— BEGIN Record extracts —

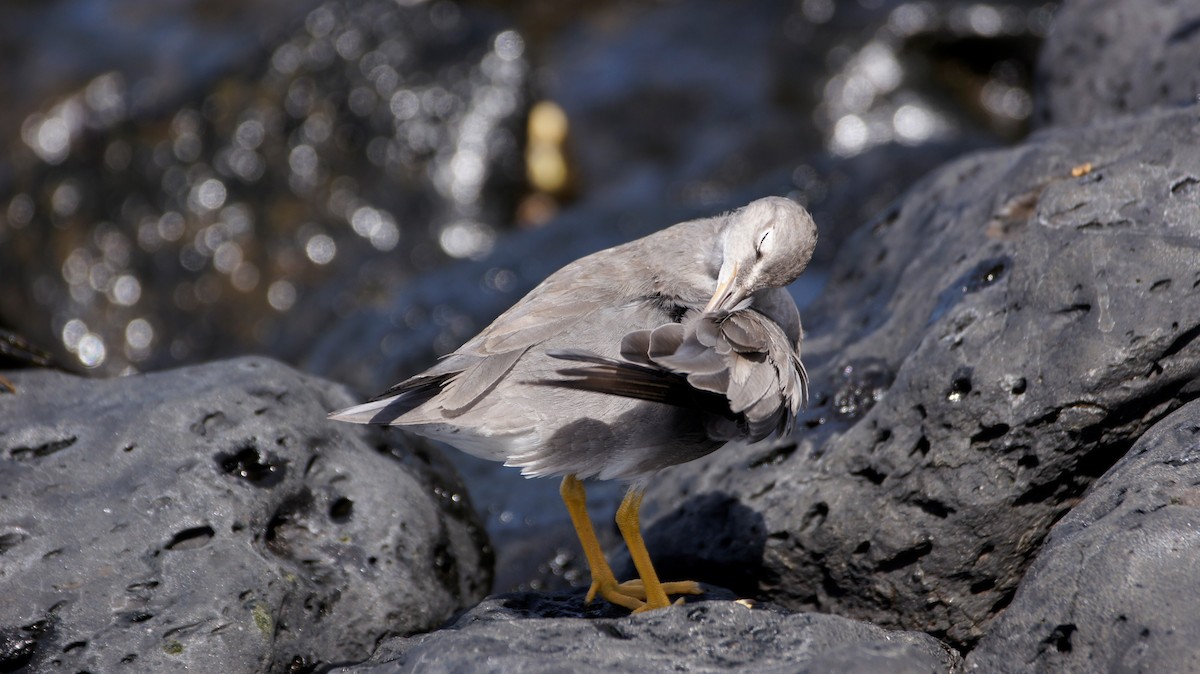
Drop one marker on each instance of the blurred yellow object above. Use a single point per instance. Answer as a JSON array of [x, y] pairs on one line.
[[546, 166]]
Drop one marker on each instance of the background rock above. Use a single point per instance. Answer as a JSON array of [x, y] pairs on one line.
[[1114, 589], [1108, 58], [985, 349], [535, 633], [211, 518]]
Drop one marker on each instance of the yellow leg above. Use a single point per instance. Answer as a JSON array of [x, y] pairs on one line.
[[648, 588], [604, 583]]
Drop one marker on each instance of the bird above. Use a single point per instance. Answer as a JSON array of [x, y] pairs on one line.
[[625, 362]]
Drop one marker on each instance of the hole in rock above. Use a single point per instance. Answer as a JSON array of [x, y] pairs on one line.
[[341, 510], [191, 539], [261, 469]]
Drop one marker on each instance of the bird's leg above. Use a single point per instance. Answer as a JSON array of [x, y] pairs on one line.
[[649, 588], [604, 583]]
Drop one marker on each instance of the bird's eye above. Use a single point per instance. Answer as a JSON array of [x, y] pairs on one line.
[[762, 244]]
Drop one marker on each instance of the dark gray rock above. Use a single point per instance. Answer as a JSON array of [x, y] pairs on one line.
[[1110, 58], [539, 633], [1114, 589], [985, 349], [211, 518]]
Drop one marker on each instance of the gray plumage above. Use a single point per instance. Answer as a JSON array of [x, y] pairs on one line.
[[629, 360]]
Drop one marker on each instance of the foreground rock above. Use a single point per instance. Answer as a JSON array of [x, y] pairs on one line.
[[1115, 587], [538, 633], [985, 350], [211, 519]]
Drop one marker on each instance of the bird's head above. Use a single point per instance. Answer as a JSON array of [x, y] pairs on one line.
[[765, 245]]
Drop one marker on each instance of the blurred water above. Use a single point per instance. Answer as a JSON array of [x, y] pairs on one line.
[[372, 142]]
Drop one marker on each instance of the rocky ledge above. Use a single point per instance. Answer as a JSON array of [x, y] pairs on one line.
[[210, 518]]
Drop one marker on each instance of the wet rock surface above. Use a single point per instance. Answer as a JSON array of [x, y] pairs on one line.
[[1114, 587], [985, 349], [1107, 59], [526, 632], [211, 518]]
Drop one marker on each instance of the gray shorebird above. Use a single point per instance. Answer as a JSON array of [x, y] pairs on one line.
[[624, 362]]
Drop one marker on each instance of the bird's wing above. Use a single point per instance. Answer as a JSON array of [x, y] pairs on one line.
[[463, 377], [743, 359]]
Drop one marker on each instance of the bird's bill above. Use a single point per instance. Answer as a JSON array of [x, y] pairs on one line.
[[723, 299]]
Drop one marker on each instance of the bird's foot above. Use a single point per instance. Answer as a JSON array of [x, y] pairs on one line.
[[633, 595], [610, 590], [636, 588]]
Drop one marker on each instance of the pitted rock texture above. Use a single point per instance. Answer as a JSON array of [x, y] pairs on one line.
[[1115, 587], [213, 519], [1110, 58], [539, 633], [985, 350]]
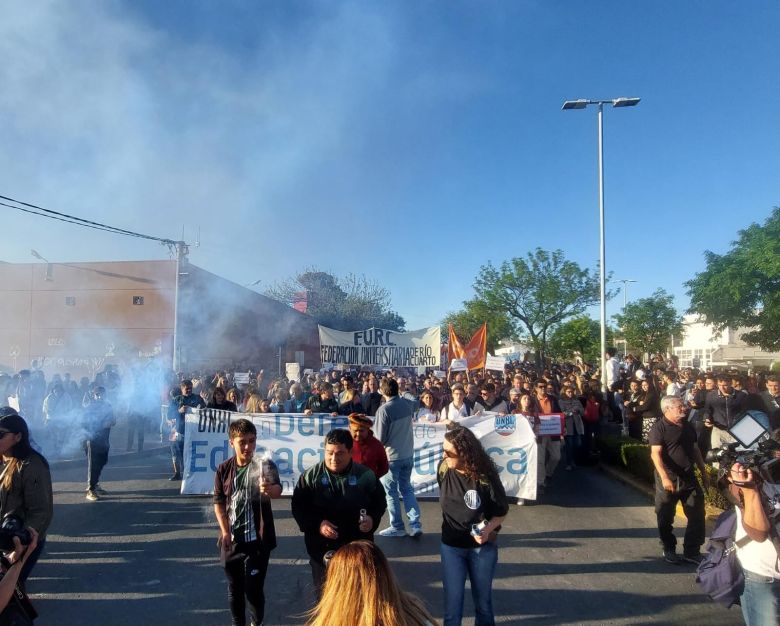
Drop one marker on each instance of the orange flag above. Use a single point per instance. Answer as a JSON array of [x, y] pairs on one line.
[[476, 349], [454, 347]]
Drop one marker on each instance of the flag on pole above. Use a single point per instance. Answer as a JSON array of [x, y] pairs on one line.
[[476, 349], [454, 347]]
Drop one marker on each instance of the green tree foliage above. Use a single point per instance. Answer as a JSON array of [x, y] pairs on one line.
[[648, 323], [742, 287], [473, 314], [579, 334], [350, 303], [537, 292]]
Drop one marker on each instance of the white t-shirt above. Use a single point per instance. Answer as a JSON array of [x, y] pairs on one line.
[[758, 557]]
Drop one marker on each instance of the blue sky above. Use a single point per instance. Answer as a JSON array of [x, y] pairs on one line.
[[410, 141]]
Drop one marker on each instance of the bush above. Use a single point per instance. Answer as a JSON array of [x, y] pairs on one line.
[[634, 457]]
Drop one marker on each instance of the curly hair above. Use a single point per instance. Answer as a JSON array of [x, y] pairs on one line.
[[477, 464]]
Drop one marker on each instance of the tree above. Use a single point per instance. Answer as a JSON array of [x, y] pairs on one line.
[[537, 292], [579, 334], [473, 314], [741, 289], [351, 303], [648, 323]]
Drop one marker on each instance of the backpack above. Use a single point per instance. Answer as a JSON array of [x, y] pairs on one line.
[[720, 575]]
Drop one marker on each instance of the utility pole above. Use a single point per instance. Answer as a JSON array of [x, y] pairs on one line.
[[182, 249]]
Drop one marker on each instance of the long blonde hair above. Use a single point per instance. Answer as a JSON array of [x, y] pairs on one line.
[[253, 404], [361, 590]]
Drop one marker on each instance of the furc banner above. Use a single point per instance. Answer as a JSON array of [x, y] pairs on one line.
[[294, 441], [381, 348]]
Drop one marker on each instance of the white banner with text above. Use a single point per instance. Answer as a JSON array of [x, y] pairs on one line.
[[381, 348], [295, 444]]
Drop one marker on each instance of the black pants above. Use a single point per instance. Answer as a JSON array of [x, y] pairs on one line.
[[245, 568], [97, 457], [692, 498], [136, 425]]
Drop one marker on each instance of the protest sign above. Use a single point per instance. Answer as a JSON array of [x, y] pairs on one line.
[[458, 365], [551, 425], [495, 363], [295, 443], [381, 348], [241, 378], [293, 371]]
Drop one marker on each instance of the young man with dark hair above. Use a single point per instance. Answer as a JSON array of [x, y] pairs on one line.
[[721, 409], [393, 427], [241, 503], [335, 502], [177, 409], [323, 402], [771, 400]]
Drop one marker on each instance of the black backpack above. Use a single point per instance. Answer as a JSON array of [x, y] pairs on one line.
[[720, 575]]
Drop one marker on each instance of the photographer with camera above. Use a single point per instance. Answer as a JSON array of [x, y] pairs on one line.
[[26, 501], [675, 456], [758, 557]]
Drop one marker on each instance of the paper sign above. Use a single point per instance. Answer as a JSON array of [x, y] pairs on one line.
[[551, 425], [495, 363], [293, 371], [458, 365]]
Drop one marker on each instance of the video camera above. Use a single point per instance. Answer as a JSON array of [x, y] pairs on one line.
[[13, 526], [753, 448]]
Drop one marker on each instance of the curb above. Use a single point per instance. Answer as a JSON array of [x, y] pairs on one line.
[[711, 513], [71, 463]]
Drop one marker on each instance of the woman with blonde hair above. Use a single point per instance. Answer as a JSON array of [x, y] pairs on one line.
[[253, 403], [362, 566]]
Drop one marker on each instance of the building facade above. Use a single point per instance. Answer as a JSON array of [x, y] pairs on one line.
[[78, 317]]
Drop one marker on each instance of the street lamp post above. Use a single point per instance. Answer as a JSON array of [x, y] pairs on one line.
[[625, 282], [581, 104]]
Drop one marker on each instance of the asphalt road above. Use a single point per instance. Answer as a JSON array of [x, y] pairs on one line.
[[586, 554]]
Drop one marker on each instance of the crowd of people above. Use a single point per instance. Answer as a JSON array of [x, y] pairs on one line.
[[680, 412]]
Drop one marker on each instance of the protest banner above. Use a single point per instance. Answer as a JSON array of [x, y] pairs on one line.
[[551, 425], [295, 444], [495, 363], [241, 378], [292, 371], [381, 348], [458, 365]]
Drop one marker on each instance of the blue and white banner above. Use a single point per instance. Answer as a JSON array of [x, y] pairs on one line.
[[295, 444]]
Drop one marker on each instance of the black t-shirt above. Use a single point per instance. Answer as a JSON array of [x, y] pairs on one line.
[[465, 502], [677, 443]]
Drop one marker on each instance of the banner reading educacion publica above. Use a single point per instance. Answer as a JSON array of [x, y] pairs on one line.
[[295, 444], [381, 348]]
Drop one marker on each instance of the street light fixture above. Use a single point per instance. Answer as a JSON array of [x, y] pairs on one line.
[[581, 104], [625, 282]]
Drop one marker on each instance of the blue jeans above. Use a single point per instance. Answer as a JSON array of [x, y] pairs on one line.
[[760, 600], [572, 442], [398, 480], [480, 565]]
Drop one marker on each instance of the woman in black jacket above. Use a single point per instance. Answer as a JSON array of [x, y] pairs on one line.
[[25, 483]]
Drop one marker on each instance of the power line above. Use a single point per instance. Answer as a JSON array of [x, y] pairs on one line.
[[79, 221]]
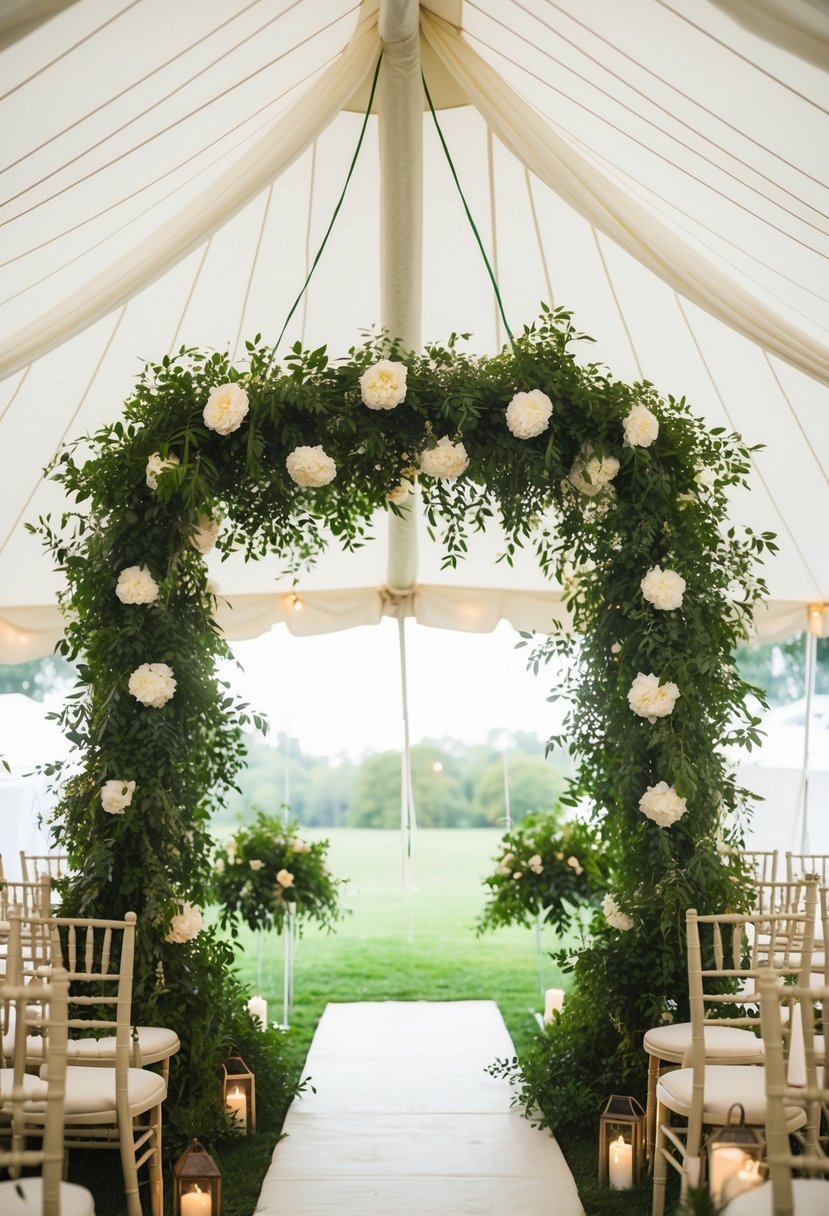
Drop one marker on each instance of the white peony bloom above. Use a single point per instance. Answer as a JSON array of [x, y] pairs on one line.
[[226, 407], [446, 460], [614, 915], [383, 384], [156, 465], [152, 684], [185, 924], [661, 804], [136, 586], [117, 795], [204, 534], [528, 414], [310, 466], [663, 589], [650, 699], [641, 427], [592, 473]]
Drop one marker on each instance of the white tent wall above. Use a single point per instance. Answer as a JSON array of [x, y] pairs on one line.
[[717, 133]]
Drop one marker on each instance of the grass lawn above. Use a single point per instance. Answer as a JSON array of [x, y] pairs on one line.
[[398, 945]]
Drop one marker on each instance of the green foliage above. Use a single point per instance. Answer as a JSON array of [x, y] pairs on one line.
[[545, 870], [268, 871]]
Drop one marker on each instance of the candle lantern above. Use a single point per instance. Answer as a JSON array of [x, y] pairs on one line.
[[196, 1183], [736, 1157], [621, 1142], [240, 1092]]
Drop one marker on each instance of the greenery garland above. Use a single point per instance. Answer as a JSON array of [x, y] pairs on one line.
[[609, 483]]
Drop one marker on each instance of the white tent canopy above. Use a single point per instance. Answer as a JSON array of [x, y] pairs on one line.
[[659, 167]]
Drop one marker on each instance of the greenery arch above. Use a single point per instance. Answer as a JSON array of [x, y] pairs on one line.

— END Record extracts —

▶ Your instructions: Reproduce verbatim the portion of the listing running from the line with "Drop one marker on each instance of the blue jeans" to the line with "[[25, 483]]", both of those lines included.

▶ Exercise output:
Drop one marker on each instance of the blue jeans above. Use a single point per instance. Answer as a JSON array of [x, y] pairs on one line.
[[760, 600], [572, 442], [398, 480], [480, 565]]
Drop one marker on each instance of the woman in black jacket above. Use a single point per instance. Answer as a JSON array of [x, y] pairs on one line.
[[25, 483]]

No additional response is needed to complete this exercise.